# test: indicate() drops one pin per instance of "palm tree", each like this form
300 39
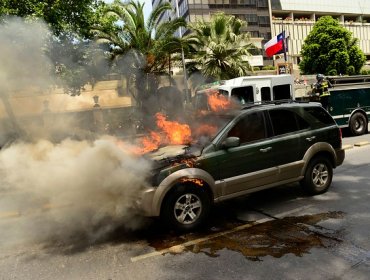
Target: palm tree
219 48
140 49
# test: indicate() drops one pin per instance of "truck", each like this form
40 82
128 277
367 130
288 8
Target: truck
349 102
247 89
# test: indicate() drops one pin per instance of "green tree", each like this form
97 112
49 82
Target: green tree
219 48
140 49
330 48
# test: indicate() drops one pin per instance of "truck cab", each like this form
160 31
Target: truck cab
247 90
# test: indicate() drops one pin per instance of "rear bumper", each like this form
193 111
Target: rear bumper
340 154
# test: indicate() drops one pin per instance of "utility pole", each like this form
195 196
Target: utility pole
187 99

JOB: Copy every line above word for word, but leave out the picture.

THE SOLUTION:
# test: indicate() drops one pin per instance of "palm tree", each like this form
300 39
Target: palm tree
219 48
140 49
# test: indicate() drops one pin per instance of "truck", each like this form
40 82
128 277
367 130
288 8
Target: truck
349 102
247 89
# test: indicate() drops one pin per instance of "green tree", each like this form
97 112
49 82
Target: green tree
219 48
140 49
330 48
# test: indicate() drops one pin per instance of "truck cab", each like this form
160 31
Target: truck cab
247 90
# test: indicate() drops one pin per instance of "rear bumper", each like this form
193 111
Target: rear bumper
340 154
# test: indicate() drops one pin per instance of "utility pole", each like this form
195 196
Target: utility pole
187 99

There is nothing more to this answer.